> _PROMPT_
Where does the word "Target" occur in the entries below? Copy every line that has it.

☆ ☆ ☆ ☆

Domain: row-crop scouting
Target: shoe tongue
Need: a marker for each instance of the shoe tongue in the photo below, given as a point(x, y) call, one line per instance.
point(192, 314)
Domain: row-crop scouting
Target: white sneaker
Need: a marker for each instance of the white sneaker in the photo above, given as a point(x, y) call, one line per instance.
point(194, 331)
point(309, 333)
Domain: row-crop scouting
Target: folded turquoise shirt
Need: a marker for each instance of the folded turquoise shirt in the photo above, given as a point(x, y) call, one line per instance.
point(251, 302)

☆ ☆ ☆ ☆

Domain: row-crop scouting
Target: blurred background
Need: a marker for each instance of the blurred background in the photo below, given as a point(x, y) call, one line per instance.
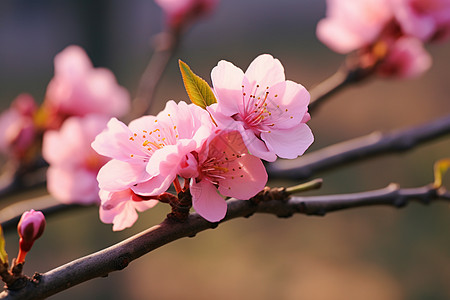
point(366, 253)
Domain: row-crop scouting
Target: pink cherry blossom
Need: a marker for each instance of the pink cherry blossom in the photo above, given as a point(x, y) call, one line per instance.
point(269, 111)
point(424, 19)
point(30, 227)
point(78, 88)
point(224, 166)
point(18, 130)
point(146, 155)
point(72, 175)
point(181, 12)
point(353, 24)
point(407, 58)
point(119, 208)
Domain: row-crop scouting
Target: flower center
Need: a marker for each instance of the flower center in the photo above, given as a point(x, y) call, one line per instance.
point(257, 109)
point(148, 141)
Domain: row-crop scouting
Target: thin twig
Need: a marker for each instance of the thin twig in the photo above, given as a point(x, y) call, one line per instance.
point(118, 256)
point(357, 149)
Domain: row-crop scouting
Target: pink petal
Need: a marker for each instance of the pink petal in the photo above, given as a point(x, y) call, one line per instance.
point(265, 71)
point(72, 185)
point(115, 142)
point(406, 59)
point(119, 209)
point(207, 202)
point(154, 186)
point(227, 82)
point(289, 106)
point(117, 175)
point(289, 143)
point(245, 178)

☆ ☆ ☆ ☆

> _ANSWER FOR THE TASK_
Target: shoe tongue
Target: white sneaker
Target: folded turquoise shirt
Target: blurred background
Target: pink cherry blossom
Target: flower center
Target: thin twig
Target: pink petal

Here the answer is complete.